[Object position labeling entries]
__________________________________________________
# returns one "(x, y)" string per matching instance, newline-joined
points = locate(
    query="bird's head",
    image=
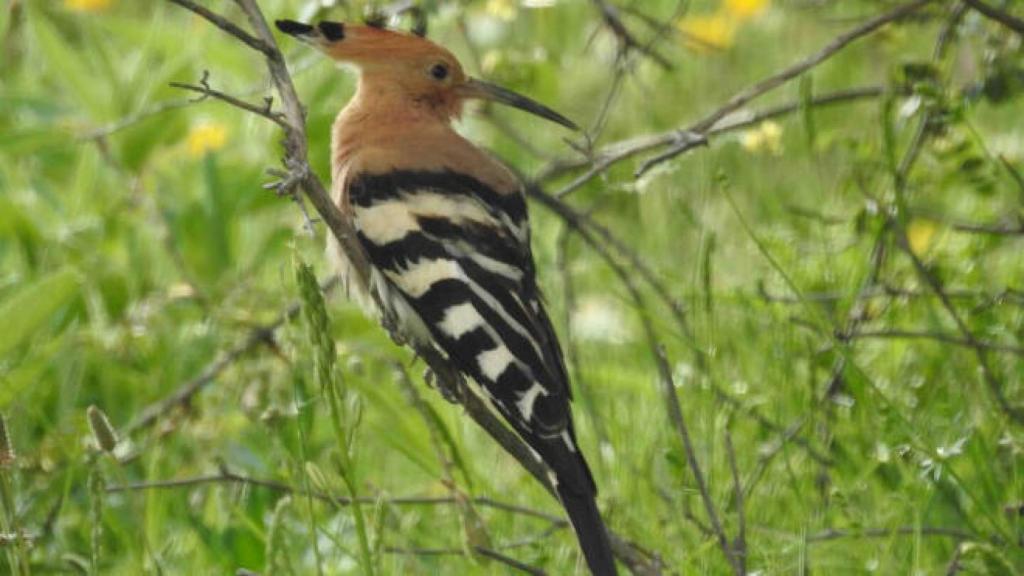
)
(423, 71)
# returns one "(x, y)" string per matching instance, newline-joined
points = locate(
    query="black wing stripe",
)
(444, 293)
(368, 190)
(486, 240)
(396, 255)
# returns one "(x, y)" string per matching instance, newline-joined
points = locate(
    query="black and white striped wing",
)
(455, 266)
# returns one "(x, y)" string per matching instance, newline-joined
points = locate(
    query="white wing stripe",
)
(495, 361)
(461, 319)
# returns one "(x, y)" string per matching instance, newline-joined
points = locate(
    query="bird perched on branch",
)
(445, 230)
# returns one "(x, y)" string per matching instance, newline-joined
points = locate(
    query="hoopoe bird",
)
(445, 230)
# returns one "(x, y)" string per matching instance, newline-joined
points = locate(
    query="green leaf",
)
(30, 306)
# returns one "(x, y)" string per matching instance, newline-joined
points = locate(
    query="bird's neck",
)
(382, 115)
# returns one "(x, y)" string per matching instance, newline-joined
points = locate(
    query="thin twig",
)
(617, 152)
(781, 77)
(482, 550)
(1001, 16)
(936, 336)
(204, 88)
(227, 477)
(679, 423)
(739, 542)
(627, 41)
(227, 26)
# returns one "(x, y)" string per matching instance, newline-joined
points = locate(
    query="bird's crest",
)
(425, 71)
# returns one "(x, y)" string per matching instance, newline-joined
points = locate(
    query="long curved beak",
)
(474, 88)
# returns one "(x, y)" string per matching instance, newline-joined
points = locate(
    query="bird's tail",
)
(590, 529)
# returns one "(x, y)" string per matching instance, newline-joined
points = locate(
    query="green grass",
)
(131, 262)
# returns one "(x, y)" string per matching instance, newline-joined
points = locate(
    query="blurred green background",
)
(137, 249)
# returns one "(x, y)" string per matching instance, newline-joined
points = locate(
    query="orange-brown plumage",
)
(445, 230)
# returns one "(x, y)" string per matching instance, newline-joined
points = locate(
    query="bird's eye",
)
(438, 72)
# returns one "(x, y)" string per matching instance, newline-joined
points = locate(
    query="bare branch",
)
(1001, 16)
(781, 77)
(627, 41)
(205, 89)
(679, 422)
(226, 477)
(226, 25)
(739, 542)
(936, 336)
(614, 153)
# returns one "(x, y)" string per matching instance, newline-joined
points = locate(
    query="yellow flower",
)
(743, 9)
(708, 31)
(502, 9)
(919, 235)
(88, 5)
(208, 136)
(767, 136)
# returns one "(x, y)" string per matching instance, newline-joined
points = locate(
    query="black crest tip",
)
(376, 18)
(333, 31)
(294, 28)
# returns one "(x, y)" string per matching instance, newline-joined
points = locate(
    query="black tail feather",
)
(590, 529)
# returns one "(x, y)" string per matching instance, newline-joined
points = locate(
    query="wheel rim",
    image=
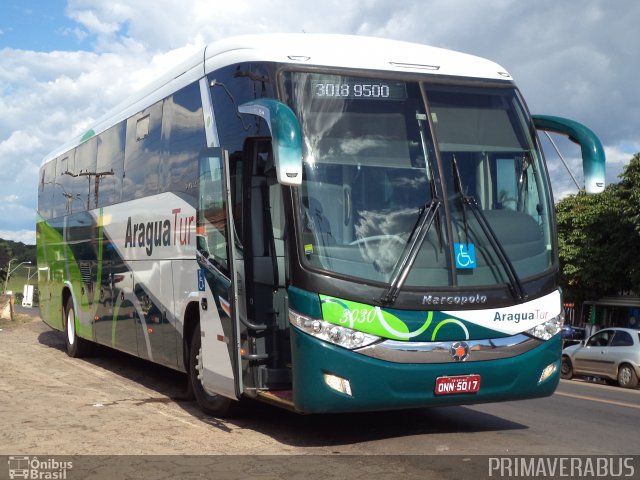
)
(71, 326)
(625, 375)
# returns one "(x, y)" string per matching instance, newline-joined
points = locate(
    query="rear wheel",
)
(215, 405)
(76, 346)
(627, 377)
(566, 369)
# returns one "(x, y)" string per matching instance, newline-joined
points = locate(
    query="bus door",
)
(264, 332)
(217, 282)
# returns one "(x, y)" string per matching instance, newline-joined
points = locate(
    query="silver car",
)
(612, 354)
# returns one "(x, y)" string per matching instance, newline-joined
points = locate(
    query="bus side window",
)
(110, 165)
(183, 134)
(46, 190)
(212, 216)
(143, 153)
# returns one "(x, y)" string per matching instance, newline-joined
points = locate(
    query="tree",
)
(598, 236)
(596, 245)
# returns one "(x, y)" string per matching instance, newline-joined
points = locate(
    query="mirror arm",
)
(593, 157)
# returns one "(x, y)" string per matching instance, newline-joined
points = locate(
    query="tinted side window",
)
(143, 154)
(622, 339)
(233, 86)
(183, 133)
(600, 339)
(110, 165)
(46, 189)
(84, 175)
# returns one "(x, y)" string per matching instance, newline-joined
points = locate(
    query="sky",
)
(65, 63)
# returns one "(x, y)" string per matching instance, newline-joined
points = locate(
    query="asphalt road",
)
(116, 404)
__________________________________________________
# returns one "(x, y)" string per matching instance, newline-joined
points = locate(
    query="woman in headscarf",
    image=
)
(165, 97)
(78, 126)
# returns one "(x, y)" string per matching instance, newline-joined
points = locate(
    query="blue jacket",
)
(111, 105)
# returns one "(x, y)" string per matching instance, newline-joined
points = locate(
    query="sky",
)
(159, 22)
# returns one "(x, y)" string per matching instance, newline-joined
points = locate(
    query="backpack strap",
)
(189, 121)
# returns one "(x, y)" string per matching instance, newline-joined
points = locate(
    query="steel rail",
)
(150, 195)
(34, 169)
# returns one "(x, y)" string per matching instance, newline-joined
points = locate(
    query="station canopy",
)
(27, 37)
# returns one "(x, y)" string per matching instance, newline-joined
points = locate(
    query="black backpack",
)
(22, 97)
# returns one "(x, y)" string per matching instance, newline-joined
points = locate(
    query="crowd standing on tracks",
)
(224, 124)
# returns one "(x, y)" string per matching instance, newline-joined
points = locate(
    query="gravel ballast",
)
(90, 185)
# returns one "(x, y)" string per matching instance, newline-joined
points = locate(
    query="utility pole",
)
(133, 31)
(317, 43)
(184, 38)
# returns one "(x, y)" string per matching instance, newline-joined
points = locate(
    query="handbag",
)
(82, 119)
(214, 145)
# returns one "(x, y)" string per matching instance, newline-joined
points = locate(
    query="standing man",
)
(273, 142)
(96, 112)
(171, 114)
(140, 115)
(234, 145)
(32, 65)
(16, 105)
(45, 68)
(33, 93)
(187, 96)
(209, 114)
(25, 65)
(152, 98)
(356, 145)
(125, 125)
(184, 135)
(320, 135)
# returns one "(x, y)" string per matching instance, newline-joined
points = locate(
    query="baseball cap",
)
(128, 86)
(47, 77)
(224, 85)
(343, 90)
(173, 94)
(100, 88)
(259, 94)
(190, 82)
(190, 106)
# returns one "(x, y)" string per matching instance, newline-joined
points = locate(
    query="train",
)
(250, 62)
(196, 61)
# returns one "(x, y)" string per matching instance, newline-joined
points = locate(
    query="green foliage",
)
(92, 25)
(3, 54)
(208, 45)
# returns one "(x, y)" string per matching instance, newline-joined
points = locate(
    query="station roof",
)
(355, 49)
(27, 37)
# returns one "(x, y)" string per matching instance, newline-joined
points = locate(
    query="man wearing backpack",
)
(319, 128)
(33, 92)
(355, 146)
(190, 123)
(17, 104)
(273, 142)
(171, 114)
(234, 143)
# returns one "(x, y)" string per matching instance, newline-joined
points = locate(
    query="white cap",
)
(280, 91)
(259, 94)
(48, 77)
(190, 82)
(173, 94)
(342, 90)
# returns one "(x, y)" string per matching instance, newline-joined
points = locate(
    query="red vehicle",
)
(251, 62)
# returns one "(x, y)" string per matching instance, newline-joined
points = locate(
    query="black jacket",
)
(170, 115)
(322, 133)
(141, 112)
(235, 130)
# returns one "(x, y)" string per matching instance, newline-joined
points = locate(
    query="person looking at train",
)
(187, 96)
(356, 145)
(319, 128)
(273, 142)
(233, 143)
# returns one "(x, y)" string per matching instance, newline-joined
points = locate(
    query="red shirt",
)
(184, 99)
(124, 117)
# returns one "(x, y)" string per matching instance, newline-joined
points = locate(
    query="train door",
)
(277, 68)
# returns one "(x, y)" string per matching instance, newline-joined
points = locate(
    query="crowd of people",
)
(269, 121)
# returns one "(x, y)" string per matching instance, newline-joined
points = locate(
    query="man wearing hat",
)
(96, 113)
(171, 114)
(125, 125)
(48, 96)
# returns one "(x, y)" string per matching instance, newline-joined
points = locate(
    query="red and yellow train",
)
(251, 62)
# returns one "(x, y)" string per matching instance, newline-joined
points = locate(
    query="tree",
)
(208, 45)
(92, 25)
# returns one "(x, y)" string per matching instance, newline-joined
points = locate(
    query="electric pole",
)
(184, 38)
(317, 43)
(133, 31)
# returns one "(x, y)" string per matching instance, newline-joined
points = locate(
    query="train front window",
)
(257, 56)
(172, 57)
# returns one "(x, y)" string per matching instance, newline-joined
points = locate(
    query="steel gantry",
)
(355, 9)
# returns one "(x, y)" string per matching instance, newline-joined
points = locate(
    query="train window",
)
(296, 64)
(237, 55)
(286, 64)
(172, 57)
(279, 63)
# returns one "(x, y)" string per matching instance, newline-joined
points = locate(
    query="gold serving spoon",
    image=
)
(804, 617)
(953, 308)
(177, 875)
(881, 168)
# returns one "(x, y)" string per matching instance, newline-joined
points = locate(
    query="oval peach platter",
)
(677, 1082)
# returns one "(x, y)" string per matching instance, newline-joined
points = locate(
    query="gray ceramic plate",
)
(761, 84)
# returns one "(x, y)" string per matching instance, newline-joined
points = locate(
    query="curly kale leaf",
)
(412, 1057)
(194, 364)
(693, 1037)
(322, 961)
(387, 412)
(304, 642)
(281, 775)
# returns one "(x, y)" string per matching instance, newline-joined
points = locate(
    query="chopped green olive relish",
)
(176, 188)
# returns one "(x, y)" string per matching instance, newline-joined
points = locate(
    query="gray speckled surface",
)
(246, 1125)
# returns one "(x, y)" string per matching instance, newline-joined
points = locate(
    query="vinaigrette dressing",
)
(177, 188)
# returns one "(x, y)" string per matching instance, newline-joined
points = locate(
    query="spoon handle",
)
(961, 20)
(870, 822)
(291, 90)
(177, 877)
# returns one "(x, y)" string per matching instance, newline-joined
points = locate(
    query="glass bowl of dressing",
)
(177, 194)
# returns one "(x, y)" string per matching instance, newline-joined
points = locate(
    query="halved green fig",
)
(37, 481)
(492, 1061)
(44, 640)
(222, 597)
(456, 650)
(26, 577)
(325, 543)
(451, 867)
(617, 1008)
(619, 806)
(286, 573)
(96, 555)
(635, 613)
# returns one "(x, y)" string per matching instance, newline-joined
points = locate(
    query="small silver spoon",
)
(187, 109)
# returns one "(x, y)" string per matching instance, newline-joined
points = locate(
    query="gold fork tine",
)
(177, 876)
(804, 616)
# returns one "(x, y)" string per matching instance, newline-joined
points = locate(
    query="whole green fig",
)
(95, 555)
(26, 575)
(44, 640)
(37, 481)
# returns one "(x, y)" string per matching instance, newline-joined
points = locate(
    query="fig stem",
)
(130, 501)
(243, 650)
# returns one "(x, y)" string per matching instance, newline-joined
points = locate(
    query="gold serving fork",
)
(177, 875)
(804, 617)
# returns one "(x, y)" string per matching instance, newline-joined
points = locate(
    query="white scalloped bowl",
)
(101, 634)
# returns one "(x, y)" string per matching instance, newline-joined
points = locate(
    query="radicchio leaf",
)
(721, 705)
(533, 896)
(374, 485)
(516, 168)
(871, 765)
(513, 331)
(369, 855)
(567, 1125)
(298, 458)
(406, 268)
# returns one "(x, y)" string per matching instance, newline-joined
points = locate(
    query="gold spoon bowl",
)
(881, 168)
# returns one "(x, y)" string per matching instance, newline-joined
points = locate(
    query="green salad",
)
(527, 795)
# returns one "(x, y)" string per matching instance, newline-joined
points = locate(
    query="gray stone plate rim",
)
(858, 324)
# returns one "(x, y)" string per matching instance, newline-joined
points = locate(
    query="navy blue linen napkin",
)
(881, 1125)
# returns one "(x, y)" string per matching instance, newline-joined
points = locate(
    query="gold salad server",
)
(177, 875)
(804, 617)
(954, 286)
__________________________________________________
_WHAT YOU SHOULD DO:_
Locate every line in the entries above that contains the string "crest", treating uppercase and lowercase as different, and copy each of those lines.

_OUTPUT FOR THIS TASK:_
    query="bird's crest",
    query="black crest tip",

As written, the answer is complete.